__The request__: Present the lines below as a numbered list, omitting any blank lines.

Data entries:
________________
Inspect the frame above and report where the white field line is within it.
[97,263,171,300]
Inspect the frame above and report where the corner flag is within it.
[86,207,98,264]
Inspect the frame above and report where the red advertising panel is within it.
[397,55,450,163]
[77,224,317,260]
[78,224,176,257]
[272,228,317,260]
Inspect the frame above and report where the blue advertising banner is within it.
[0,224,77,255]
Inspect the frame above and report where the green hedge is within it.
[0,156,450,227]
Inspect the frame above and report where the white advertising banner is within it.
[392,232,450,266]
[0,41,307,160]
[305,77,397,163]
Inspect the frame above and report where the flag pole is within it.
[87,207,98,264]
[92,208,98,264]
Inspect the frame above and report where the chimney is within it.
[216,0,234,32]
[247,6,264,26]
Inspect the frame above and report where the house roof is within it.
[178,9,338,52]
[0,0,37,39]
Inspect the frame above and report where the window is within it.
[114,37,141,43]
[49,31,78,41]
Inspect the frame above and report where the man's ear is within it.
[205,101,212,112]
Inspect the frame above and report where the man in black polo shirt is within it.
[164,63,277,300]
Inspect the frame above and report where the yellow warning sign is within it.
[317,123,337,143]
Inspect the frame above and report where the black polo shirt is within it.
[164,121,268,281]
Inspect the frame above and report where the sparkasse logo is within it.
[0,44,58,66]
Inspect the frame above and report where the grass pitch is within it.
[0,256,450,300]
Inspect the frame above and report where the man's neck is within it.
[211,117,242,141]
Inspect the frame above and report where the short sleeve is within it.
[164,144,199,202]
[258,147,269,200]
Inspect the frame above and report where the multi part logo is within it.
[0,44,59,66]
________________
__Response__:
1. Inspect the frame above and report where the white field line is within it.
2. [97,263,171,300]
3. Inspect the frame above and report where the corner flag is within it.
4. [86,207,98,264]
5. Inspect the frame above and report where the red advertising panel is within it.
6. [397,55,450,163]
7. [77,224,317,260]
8. [78,224,176,257]
9. [272,228,317,260]
10. Inspect the frame above and report where the blue advertising banner is within it.
11. [0,224,77,255]
12. Inspect the frame above and report where the green hedge is within it.
13. [0,156,450,227]
14. Inspect the frame above and report where the white advertising banner is within it.
15. [392,232,450,266]
16. [0,41,307,160]
17. [305,77,397,163]
18. Inspect the frame above and report where the flag pole is within it.
19. [87,207,98,264]
20. [92,208,98,264]
21. Inspect the frame above and report where the chimney is within it.
22. [216,0,234,32]
23. [247,6,264,26]
24. Inspect the frame above and report where the house roof is within it.
25. [178,9,338,52]
26. [0,0,37,39]
27. Inspect the frame above and report where the window is within it.
28. [114,37,141,43]
29. [49,31,78,41]
30. Inspect the frame above and report where the man's ear is within it.
31. [205,101,212,112]
32. Inspect the frame above and report where the man in black polo shirt is within it.
33. [164,63,277,300]
34. Inspect the frame above and report where the yellow warning sign is within it.
35. [317,123,337,143]
36. Inspect the frame above and report where the black polo shirt is within it.
37. [164,121,268,281]
38. Inspect the frame above and report where the sparkasse logo is within it.
39. [0,44,58,66]
40. Inspect the frame above and report where the grass pitch is within it.
41. [0,256,450,300]
42. Inspect the frame above and report where the man's neck is within it.
43. [211,117,242,141]
44. Inspect the frame above and report where the short sleeve is within it.
45. [164,144,199,202]
46. [258,147,269,200]
47. Inspect the frame above and report where the multi part logo is within it.
48. [0,44,59,66]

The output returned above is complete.